Given task ▸ Reproduce each line exactly.

Stored rows ▸
** Start **
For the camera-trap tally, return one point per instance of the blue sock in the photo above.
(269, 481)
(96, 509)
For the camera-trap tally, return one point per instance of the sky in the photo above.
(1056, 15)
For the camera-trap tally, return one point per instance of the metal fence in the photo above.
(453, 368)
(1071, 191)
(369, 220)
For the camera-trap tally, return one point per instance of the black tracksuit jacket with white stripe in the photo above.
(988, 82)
** End **
Written solution ▸
For the camera-trap tally, return one point per instance of the blue sock in the photo above.
(269, 481)
(96, 509)
For the camera-trap tally, return one point per instance of the sky in the photo above.
(1056, 15)
For the camera-trap tally, return one point per instance of the metal fence in the photo above.
(453, 368)
(1071, 191)
(369, 220)
For the camera-trap tally, return one point per instance of the black tracksuit jacket with white stripe in the photo above.
(988, 82)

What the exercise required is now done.